We are not protecting Englands financial plans here, but we wanna keep
away some paperwork for an organistion and some picures from Google and from
your wife.
Please comment
Its actually working and you are welcome to comment the flaws or security risks. However, there is also another layer validation with PHP above this layer in our install, but we need speed for not so important stuff.
You've got some of the correct bits in your different attempts, but you need to bring them together in the correct order.
Try the following instead:
RewriteEngine On
# custom_cookie value is 32 char hex and must match the value of the "r" URL parameter
RewriteCond %{HTTP_COOKIE}::%{QUERY_STRING} !\bcustom_cookie=([0-9a-f]{32})\b.*::r=\1(&|$)
RewriteRule ^ /komfortkonsult/restricted.png [QSD,R,L]
The QSD flag (Apache 2.4+) is required to remove the query string from the redirected URL. Alternatively, if you are still using Apache 2.2 then you can append a ? to the susbstitution instead.
Note that the RewriteBase is not required here. The <IfModule> should also be removed. The <IfModule mod_rewrite.c> wrapper is only required if this is intended to work without mod_rewrite being available. It is not. If mod_rewrite is not available then your conditions will simply fail silently and access will be unrestricted. In this case, it is preferable to fail with an error and access is forbidden (for everyone).
Assumptions:
The cookie value is a 32 character hex value (as in your example).
The r URL parameter is always the first URL parameter (as in your example).
You mentioned "any file extension", however, redirecting to an image only really "works" if an image is being requested in the first place. If you have files other than images it may be preferable to simply return a 403 Forbidden. (Strictly speaking, sending a 403 is the correct response rather than a 302, followed by 200 OK.) To send a 403 instead, just change the RewriteRule directive to read:
RewriteRule ^ - [F]
How this works...
An important point, that is missed from all but one of your examples, is the r URL parameter is part of the query string, not the URL-path. The REQUEST_URI server variable contains the URL-path only, which notably excludes the query string. To match the query string you need to compare against the QUERY_STRING server variable.
%{HTTP_COOKIE}::%{QUERY_STRING} - The cookie HTTP request header is joined with the query string using a separater (::) that is guaranteed to not appear in either value. This forms the TestString.
!\bcustom_cookie=([0-9a-f]{32})\b.*::r=\1(&|$) - This is the CondPattern that matches the TestString. \b is a word boundary, so we match only this specific cookie. The value of this cookie is captured using ([0-9a-f]{32}). We then skip over any remaining characters in the cookie header until we get to our separater (::). After this we are matching against the query string (value of the QUERY_STRING server variable in the TestString). The "magic" is the \1 backreference to the first captured group, ie. the cookie value.
The ! prefix on the CondPattern negates the entire pattern. So, the condition is successful when this pattern does not match, ie. when the values of the cookie and URL parameter are different (or not present at all).
Why your attempts were not working...
RewriteCond %{HTTP_COOKIE} custom_cookie=(.*)$
RewriteCond %1::%{REQUEST_URI} ^(.*?)::/\1/?

DATA RECORDS:
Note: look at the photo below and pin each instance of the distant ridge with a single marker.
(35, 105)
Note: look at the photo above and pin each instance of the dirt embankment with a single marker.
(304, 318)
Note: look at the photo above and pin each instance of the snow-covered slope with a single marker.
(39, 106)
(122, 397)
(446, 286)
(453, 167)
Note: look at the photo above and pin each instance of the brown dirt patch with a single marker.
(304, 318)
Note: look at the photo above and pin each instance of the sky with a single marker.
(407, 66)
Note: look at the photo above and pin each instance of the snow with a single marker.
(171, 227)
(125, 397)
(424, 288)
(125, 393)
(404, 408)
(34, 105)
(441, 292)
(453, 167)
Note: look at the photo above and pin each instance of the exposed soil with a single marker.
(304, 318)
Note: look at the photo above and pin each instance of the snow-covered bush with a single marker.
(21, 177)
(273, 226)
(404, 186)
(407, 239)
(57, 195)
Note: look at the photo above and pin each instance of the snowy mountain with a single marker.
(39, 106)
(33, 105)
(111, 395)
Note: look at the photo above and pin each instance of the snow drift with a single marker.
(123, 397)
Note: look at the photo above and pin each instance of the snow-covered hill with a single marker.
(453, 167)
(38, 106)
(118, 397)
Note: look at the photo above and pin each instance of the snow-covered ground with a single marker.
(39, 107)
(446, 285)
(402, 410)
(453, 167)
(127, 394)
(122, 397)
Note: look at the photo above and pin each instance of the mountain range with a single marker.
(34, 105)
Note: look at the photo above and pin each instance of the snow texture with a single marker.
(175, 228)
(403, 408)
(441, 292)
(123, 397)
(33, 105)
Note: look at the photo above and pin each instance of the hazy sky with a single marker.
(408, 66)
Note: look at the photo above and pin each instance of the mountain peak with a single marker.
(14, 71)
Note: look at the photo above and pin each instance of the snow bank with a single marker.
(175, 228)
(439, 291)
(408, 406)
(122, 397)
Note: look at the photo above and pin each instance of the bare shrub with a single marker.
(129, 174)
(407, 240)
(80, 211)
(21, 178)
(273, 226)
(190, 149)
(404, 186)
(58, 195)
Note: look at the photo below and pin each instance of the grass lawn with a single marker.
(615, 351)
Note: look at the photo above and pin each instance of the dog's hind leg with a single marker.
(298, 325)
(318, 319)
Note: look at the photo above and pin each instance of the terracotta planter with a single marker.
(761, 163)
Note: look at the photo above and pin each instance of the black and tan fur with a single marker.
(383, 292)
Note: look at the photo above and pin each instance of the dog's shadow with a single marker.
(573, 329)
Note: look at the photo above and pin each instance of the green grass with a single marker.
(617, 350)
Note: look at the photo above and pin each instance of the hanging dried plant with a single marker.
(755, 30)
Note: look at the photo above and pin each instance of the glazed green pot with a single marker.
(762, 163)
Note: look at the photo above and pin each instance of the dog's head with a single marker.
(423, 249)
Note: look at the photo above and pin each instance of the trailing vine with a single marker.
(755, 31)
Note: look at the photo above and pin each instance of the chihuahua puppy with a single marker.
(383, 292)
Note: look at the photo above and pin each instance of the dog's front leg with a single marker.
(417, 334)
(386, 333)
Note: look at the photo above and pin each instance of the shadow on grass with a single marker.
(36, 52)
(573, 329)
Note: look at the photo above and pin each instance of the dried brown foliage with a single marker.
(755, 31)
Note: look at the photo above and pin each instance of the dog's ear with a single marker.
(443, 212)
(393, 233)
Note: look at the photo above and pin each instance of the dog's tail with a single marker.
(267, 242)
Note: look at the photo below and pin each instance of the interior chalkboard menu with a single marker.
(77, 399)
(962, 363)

DIRECTIONS:
- A) In the Apache excerpt, which flag removes the query string from the redirected URL?
- B) Please copy the Apache excerpt word for word from "Note that the" to "forbidden (for everyone).".
- C) List every directive name in the Apache excerpt that begins with "Rewrite".

IN RESPONSE:
- A) The QSD flag (Apache 2.4+).

- B)
Note that the RewriteBase is not required here. The <IfModule> should also be removed. The <IfModule mod_rewrite.c> wrapper is only required if this is intended to work without mod_rewrite being available. It is not. If mod_rewrite is not available then your conditions will simply fail silently and access will be unrestricted. In this case, it is preferable to fail with an error and access is forbidden (for everyone).

- C) RewriteEngine, RewriteCond, RewriteRule, RewriteBase